ところが此処の奈良漬けは酒の風味は生きているものの特有のしつこさがありません
かなり猛プッシュです。

さてほろ酔い気分でホクホクなので、
もうしばらく散策してみることに。

今は焼酎の熟成させる為の倉庫となっている蔵の中には、
社会見学必須イベント。
昔使っていた用具見学もみっちり用意されています。
しかも一切、レプリカとか書いていない、
混じりっ気なしのホンモノ仕様
場所が場所だけに説得力があります。

団体さん向けの宴会場に辿り着きました。

なかなかこれも雰囲気があって好印象です。

なんでも「酒蔵で結婚式をしよう!」キャンペーンも
開催中だとか。

年に数カップルは実際にここで挙式するらしいです。

酒飲みの友人に密かに奨めてやることにします。

酒蔵を回って一つ気になることが。

# 課題 1
本文では、蔵は今どんな用途の倉庫になっていると書かれているか。

# データ行

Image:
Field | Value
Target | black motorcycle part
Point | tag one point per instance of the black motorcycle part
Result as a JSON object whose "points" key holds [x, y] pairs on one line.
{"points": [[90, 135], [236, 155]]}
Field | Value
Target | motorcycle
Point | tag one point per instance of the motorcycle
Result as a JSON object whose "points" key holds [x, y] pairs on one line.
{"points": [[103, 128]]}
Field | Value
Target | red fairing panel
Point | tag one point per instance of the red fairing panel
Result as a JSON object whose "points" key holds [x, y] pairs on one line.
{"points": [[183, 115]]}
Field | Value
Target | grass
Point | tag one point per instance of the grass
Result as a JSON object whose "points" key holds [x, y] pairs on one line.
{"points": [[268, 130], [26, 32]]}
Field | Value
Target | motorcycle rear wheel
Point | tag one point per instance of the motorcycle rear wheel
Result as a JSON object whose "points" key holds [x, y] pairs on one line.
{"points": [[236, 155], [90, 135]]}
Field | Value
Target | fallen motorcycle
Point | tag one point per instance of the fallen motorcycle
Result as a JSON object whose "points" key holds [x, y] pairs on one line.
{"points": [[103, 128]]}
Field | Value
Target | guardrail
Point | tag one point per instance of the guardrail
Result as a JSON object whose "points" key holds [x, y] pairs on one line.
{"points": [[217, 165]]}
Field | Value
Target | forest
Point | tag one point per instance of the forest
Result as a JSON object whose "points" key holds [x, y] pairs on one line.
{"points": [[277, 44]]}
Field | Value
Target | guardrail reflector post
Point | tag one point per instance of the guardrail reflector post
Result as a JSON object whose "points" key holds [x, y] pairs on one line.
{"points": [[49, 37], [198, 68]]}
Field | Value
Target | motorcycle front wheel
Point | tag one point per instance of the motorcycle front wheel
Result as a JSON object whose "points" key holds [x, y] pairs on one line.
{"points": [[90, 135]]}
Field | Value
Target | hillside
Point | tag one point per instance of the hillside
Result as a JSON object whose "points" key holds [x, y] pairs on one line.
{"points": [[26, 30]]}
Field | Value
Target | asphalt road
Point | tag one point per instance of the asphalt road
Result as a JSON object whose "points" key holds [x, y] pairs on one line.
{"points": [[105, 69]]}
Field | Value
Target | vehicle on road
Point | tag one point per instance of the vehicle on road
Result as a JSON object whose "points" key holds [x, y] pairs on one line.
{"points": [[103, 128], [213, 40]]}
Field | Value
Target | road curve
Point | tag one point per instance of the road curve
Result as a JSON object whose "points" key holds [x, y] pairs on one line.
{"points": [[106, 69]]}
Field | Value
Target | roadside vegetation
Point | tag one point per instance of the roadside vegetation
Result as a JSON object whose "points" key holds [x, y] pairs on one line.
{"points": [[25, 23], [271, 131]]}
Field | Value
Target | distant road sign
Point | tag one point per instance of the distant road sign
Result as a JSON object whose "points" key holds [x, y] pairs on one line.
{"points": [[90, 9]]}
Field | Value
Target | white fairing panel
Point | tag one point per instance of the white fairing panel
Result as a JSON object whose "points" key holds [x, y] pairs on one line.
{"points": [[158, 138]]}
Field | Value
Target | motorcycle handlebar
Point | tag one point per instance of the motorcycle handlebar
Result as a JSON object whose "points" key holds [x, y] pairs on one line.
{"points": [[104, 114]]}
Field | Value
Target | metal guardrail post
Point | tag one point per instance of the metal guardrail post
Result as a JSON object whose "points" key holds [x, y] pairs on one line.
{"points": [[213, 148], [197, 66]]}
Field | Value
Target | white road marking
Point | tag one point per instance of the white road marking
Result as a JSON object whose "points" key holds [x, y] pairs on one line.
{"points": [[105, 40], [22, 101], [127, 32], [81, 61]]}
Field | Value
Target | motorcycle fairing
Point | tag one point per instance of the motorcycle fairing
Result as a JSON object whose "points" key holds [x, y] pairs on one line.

# 課題 2
エントリから「hillside」という語を含む行をすべて見つけ、一行ずつ書き写してください。大文字と小文字は区別する。

# 出力全文 1
焼酎を熟成させるための倉庫。

# 出力全文 2
Target | hillside
Point | tag one point per instance of the hillside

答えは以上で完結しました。